▶ [Written task]
Beginning at the line that contains "Each instance receives exactly one keypoint. Tag the child's" and ending at the last line of the entries, write out each line exactly; include nothing outside that span.

Collection entries
--- BEGIN ---

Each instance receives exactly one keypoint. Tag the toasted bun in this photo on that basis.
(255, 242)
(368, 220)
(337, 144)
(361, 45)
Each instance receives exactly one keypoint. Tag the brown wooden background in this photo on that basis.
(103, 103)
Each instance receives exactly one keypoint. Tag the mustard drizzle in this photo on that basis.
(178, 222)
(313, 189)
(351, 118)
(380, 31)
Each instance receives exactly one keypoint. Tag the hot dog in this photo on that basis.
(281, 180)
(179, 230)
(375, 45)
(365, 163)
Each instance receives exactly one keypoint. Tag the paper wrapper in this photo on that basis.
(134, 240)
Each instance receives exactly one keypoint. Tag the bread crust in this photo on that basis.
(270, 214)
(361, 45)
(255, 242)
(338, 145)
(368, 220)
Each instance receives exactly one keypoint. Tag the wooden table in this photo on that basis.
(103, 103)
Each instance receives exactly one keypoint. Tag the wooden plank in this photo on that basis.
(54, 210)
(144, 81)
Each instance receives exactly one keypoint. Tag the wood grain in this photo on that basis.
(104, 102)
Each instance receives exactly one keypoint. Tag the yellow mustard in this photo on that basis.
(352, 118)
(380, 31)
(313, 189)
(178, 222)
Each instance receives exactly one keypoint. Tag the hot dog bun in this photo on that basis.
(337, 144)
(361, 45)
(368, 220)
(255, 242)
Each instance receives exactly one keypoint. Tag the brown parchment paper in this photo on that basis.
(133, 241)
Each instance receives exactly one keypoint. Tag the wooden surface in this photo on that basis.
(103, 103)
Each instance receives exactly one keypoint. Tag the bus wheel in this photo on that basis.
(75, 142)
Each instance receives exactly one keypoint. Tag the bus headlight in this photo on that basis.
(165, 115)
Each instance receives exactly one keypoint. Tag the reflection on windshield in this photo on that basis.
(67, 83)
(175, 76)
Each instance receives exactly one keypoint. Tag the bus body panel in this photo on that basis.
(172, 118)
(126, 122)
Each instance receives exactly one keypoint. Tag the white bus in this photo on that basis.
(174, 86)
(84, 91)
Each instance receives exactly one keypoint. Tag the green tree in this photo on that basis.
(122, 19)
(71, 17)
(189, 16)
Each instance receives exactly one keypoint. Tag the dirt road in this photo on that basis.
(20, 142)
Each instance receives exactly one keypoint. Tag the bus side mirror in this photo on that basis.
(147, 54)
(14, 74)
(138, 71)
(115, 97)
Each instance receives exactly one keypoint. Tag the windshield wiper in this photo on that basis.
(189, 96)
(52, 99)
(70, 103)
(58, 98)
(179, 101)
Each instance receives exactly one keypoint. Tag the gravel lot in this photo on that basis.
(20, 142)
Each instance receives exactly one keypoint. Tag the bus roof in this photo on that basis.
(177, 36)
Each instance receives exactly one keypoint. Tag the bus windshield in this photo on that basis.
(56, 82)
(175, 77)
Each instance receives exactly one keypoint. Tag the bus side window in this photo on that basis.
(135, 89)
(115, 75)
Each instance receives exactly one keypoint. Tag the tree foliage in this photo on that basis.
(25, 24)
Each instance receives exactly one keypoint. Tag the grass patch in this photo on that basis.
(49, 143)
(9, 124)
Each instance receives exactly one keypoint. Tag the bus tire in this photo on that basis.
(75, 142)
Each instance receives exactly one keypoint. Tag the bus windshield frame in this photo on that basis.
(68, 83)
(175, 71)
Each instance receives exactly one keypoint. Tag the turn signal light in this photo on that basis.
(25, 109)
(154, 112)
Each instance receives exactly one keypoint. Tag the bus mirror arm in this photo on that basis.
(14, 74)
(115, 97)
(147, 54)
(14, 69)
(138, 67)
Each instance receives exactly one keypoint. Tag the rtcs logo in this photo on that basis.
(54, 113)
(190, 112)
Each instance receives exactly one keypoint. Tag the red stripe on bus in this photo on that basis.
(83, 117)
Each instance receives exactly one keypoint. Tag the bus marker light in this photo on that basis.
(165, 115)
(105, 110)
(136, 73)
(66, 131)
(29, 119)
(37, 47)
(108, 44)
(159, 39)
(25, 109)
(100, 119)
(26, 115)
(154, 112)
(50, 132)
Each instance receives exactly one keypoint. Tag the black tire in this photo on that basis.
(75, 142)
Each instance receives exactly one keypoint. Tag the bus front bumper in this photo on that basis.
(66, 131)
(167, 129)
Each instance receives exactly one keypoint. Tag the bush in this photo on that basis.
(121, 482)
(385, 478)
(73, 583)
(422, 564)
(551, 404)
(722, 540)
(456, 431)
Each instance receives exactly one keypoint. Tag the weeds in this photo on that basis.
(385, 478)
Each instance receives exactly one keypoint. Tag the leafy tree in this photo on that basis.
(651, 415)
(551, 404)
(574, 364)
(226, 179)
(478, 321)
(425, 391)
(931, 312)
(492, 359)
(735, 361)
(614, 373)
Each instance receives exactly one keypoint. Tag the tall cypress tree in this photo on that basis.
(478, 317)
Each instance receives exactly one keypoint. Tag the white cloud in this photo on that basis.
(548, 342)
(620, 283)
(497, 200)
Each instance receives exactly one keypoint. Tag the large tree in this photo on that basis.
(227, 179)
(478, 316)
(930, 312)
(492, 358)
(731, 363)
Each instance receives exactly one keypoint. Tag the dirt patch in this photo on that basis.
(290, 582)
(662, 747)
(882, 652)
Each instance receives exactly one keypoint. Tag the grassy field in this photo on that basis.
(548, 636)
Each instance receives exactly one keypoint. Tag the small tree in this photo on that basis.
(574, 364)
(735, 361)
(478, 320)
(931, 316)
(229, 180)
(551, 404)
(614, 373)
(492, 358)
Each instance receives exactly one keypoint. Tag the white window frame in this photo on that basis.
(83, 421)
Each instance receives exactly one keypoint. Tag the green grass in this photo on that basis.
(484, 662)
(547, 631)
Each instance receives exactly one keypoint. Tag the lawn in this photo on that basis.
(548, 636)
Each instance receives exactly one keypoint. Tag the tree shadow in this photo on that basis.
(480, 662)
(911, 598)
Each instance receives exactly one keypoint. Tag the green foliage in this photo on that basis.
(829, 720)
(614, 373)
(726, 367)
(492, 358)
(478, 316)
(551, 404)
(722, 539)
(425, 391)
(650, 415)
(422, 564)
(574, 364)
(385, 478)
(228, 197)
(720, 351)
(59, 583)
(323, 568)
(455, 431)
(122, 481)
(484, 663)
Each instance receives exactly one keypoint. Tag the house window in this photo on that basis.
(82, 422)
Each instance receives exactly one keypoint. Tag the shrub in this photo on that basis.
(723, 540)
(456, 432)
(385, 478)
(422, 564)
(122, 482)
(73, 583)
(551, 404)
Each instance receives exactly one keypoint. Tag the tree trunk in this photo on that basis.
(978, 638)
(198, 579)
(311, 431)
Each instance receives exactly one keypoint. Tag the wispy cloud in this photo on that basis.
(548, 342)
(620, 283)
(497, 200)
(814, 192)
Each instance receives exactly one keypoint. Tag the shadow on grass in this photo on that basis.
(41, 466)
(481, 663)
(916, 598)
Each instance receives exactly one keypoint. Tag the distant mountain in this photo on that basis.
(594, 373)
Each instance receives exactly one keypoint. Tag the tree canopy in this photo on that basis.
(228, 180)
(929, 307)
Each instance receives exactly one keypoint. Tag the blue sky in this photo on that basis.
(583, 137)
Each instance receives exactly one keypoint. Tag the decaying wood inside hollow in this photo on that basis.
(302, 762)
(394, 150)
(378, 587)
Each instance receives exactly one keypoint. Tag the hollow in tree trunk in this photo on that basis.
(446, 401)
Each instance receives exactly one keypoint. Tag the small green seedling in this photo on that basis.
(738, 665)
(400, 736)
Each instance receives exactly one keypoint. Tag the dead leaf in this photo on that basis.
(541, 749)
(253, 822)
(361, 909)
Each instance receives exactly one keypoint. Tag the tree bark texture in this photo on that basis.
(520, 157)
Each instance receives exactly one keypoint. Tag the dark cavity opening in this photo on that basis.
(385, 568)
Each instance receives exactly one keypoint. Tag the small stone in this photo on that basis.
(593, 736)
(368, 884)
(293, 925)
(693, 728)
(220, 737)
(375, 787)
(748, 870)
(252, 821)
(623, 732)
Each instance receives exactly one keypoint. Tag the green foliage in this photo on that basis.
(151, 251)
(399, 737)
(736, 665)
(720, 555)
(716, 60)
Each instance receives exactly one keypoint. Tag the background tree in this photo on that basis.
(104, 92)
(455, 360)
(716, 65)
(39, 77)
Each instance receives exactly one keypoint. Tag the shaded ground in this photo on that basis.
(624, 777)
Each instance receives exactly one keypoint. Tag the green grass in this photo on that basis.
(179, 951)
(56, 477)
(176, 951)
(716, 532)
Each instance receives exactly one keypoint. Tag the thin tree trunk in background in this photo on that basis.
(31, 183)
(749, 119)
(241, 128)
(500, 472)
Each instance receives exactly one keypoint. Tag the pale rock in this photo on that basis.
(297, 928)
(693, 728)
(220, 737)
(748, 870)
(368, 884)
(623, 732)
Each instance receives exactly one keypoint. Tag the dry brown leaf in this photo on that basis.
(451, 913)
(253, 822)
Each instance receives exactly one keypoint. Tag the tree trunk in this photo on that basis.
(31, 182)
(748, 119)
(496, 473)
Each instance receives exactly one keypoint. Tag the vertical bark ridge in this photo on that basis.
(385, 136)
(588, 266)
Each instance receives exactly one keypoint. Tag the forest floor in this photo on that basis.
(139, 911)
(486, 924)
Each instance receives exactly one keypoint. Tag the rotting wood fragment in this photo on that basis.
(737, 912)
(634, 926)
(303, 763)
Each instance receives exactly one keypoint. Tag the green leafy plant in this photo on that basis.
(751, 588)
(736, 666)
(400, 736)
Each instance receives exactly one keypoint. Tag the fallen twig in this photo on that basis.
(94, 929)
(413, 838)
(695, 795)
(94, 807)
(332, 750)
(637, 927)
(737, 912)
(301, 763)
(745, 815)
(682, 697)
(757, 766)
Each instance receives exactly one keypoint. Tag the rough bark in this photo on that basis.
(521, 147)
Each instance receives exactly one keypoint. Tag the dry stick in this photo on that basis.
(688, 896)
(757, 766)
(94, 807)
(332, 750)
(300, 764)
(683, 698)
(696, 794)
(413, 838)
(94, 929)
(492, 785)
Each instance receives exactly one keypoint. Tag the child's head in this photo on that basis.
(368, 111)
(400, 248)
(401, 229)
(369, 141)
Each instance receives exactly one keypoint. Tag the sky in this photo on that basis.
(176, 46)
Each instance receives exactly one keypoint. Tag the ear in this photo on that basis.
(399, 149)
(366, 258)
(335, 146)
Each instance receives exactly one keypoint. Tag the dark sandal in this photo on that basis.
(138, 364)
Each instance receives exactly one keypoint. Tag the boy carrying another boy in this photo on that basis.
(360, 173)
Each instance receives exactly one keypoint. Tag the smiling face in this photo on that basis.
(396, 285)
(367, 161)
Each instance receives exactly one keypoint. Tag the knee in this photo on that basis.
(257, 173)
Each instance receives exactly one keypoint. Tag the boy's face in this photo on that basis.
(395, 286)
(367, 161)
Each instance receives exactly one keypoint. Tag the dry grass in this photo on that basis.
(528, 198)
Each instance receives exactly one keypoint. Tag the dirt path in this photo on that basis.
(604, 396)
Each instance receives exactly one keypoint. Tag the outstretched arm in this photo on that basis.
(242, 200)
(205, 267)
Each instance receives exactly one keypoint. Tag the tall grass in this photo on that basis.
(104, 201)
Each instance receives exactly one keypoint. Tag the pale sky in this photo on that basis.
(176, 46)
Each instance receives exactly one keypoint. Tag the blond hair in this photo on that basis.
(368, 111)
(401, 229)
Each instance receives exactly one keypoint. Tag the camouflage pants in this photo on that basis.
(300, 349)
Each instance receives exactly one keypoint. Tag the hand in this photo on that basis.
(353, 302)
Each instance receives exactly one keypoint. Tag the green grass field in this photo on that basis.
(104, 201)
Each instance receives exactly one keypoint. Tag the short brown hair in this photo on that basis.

--- END ---

▶ [Response to the exercise]
Each instance receives exactly one keypoint. Tag the child's head in this photo on that basis.
(368, 111)
(400, 248)
(401, 229)
(369, 141)
Each instance receives exactly one keypoint. Tag the sky in this photo on that basis.
(176, 46)
Each instance receives exactly one keypoint. Tag the ear in this photo on that basis.
(399, 149)
(366, 258)
(335, 146)
Each instance receives exactly one keypoint. Tag the dark sandal in this photo on that basis.
(138, 364)
Each instance receives exactly one keypoint. Tag the boy carrying another boy in this photo on that basis.
(360, 173)
Each instance receives exactly one keypoint. Tag the smiling face in this photo on that basis.
(396, 285)
(367, 161)
Each instance receives exactly one keypoint. Tag the knee in this photo on that basis.
(257, 173)
Each instance receives exactly one keypoint. Tag the boy's face in this photo on that basis.
(395, 286)
(367, 161)
Each instance receives exactly one keypoint. Tag the dry grass in this photo on that basis.
(528, 198)
Each instance receives exactly one keypoint. Tag the dirt path in this photo on that basis.
(604, 396)
Each instance receives exactly one keypoint. Tag the outstretched arm in this photo on that basis.
(242, 200)
(205, 267)
Each instance receives exactly one keypoint. Tag the tall grass in this photo on that basis.
(104, 201)
Each instance receives exactly one keypoint. Tag the pale sky in this photo on that basis.
(176, 46)
Each instance receives exactly one keypoint. Tag the blond hair in this photo on that basis.
(368, 111)
(401, 229)
Each instance receives exactly one keypoint. Tag the camouflage pants in this photo on that basis.
(300, 349)
Each instance receives exactly one keypoint. Tag the hand in this photo on that basis.
(353, 302)
Each instance receives exactly one keypoint. Tag the green grass field in this photo on that basis.
(104, 201)
Each instance receives exactly one keypoint. Tag the short brown hair in this photo on that basis.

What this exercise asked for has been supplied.